### DOCUMENT EXCERPT:
A couple of points merit mention:
  • One of the first known examples of planned obsolescence was hatched by a global organization of businesses called the Phoebus Cartel. In December of 1924, the cartel hatched and initiated a secret plan to increase sales of light bulbs by bringing the average bulb's lifespan from 2,500 hours down to 1,000 hours. It took several years of engineering and testing to finally build light bulbs that reliably burned out at about 1,000 hours, but the plan finally succeeded. Giant businesses such as General Electric participated in this plan to boost profits by selling light bulbs intentionally designed to fail sooner.
  • Under the guidance of the brilliant engineer and master marketer Alfred P. Sloan, General Motors (president, chairman and/or CEO from the 1920s through the 1950s), along with designer Harley J. Earl, pioneered the concept of psychological obsolescence, e.g., by inventing annual car and truck model changes. That was do to make last and previous year's vehicles look and feel obsolete or shabby compared to newer year models. One tactic that GM used was to flog a new car sales as hard as the GM sales force could, but then the instant a new car was sold, the sales people would instantly pivot to a ruthless psychological campaign to instill regret in the new car buyer by shifting the consumer's focus from their brand new car. The focus changed from how great this new car is to how great the new and improved model that will come out next year compared to the one you just bought. This sales tactic started even before the buyer had driven a new car off the lot. Psychological obsolescence was worth billions is sales to GM over the decades. From what I can tell, GM marketing worked so well that most Americans actually came to believe the propaganda that what is good for GM is good for America.

Records from a data collection:
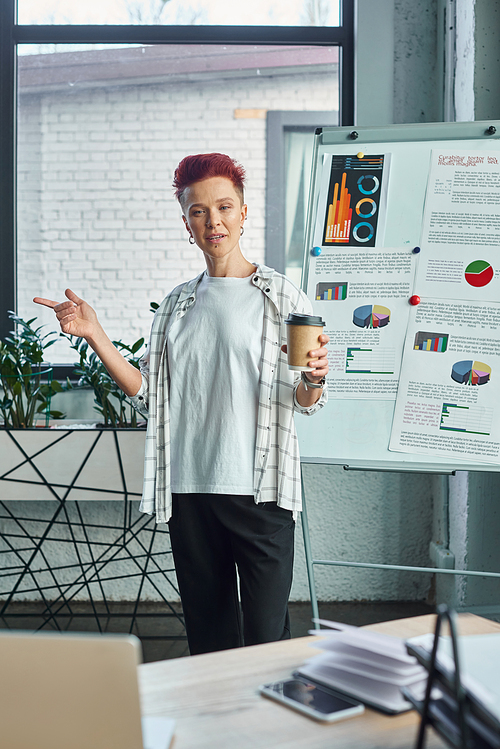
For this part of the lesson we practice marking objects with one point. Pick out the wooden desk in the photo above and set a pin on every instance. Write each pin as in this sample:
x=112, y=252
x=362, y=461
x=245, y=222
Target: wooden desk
x=215, y=702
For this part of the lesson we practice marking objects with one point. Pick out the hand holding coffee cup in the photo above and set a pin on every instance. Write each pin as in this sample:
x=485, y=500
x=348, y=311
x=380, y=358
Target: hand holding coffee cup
x=305, y=345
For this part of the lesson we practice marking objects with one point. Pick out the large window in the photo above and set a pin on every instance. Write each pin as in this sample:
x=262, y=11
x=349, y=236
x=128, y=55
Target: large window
x=103, y=116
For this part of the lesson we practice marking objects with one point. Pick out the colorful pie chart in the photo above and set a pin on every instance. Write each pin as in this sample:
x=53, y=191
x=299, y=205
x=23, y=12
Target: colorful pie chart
x=478, y=273
x=470, y=372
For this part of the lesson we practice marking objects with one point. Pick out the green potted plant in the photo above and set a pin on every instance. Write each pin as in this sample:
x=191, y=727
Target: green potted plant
x=110, y=401
x=27, y=384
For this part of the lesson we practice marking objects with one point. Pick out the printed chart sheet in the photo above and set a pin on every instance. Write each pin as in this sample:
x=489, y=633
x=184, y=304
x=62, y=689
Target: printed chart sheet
x=363, y=298
x=461, y=227
x=448, y=400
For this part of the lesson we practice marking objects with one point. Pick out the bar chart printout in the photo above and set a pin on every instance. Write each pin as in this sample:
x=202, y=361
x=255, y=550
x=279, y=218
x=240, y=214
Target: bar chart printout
x=353, y=201
x=470, y=372
x=369, y=361
x=430, y=342
x=467, y=419
x=331, y=291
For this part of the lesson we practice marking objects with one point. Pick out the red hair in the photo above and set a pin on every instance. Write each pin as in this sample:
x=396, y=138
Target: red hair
x=205, y=165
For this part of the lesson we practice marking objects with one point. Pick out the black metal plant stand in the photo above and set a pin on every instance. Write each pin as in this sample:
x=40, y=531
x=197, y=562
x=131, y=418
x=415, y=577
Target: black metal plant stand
x=96, y=556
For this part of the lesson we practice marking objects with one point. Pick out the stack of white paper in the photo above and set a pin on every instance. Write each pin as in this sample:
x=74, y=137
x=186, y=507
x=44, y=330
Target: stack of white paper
x=367, y=665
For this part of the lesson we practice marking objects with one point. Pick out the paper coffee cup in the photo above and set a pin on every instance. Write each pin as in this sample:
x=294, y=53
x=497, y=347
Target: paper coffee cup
x=302, y=335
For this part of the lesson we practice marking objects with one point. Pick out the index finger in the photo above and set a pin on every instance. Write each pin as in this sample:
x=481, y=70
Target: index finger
x=45, y=302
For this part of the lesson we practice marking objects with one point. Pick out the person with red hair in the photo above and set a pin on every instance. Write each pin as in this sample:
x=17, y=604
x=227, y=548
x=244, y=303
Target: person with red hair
x=222, y=465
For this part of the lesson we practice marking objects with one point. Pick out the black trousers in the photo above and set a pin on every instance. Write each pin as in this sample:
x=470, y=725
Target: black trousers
x=212, y=536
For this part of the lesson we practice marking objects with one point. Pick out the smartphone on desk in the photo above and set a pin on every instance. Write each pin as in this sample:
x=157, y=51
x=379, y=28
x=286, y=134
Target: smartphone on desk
x=312, y=699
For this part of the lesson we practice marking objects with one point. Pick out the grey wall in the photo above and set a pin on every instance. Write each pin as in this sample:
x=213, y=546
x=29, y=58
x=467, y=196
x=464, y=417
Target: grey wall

### GIVEN EXERCISE 1:
According to the passage on planned obsolescence, to what average lifespan did the Phoebus Cartel plan to reduce light bulbs, and from what figure?
### GIVEN EXERCISE 2:
Using the passage on planned obsolescence, explain why General Motors introduced annual car and truck model changes.

### CORRECT ANSWER 1:
From 2,500 hours down to 1,000 hours.

### CORRECT ANSWER 2:
The annual model changes were meant to make the previous years' vehicles look and feel obsolete or shabby next to the newer models. This was part of the psychological obsolescence that Alfred P. Sloan and Harley J. Earl pioneered at General Motors.